#### What needs to be done
Emit the data below verbatim, stripping out any pictures.

#### Provided records
*** Block opens ***

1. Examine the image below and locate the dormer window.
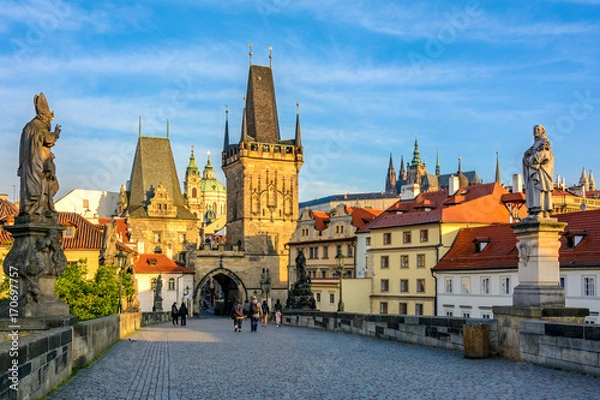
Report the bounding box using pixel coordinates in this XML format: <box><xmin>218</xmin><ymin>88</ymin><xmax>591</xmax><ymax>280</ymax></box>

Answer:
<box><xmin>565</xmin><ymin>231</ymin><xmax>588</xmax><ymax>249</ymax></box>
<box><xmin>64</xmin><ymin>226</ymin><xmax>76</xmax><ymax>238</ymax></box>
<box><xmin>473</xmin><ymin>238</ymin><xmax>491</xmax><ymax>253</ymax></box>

*** Block closes ***

#### Exercise answer
1. Examine the image below and locate the dormer window.
Report the bounding box using pixel coordinates in this XML format: <box><xmin>218</xmin><ymin>88</ymin><xmax>591</xmax><ymax>280</ymax></box>

Answer:
<box><xmin>565</xmin><ymin>231</ymin><xmax>588</xmax><ymax>249</ymax></box>
<box><xmin>64</xmin><ymin>226</ymin><xmax>76</xmax><ymax>238</ymax></box>
<box><xmin>473</xmin><ymin>238</ymin><xmax>491</xmax><ymax>253</ymax></box>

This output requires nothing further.